» TASK TO CARRY OUT: Note each line in the data holding the string "jacket" and report it.

» DATA PROVIDED:
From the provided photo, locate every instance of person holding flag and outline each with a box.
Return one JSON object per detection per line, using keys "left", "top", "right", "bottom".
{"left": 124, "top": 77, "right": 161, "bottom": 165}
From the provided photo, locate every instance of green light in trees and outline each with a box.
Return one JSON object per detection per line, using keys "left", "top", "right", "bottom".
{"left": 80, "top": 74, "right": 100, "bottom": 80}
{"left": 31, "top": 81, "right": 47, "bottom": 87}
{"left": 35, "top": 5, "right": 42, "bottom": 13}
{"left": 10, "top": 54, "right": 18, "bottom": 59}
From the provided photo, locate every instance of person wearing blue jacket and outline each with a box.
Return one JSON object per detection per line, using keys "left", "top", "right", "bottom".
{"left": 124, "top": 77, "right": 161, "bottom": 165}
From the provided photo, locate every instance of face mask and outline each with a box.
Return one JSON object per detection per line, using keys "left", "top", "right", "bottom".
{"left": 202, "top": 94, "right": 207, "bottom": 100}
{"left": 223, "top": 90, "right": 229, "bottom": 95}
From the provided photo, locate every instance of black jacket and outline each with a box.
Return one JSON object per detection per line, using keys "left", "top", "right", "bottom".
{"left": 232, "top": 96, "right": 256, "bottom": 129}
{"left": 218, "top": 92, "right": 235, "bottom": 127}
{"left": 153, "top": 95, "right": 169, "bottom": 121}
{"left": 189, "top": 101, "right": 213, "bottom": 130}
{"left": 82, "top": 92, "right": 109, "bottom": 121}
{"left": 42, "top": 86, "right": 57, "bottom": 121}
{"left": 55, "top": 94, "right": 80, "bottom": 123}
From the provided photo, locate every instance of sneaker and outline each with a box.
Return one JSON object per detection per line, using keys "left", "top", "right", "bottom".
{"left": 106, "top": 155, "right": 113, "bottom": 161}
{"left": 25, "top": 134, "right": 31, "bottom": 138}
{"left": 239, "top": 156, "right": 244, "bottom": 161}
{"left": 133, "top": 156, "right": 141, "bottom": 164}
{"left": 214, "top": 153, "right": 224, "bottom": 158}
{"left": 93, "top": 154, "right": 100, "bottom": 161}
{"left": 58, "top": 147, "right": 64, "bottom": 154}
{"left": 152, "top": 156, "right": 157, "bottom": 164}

---

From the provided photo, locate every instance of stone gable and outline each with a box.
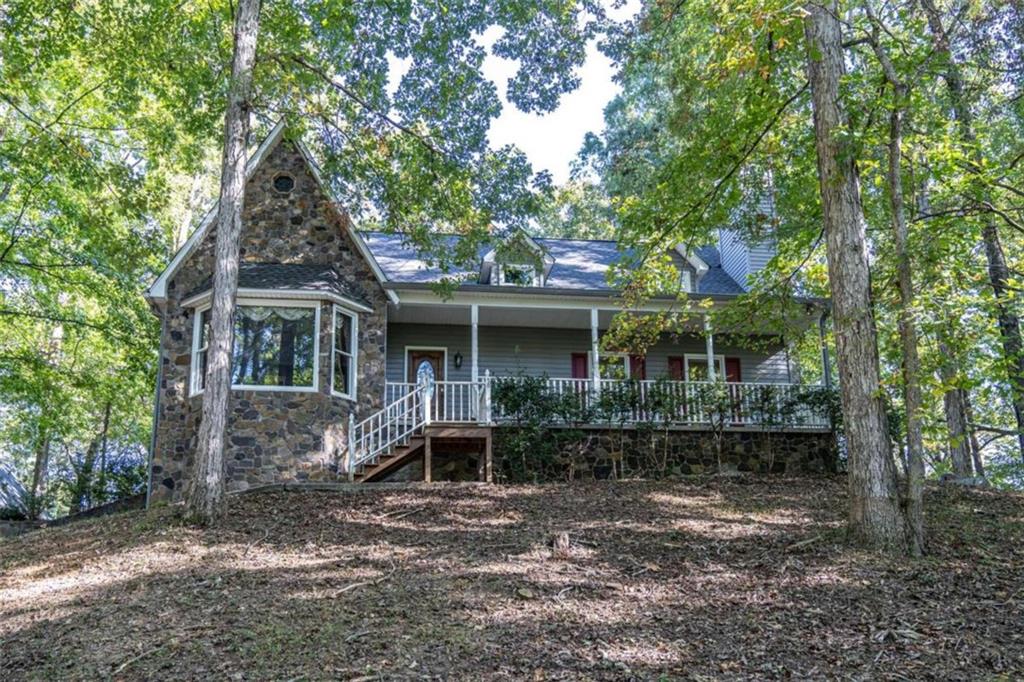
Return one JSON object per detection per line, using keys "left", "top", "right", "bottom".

--

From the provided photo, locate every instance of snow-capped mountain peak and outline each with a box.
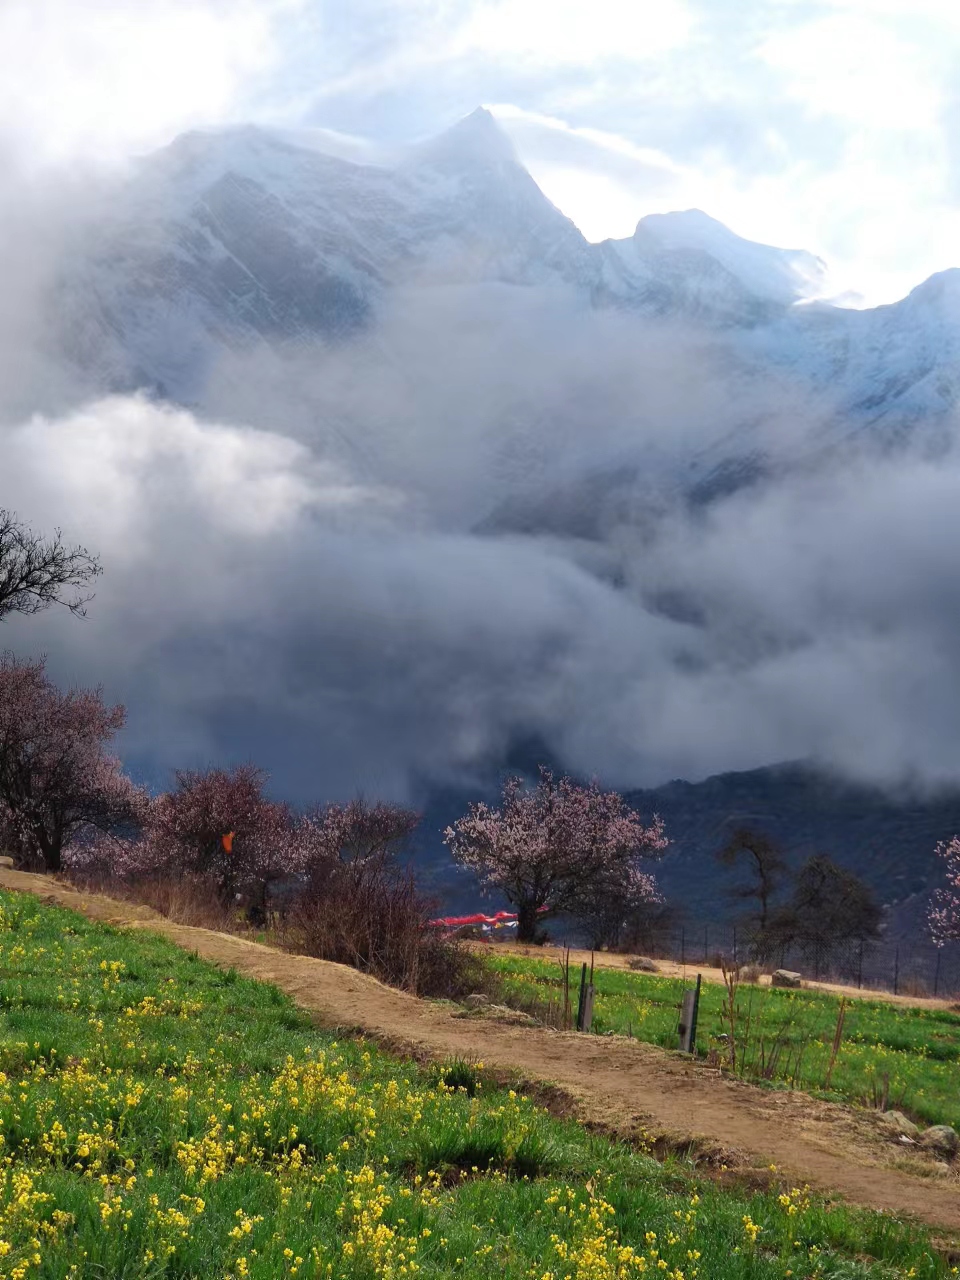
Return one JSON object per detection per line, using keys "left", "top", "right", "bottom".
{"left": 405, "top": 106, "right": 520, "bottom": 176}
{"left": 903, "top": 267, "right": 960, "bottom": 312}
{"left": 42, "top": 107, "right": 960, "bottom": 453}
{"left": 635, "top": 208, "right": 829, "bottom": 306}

» EXPECTED ANSWER:
From the provided photo, locate every instance of person wearing blue jacket and outline each with a box.
From the provided photo, locate every instance of black jacket and outline each with a box.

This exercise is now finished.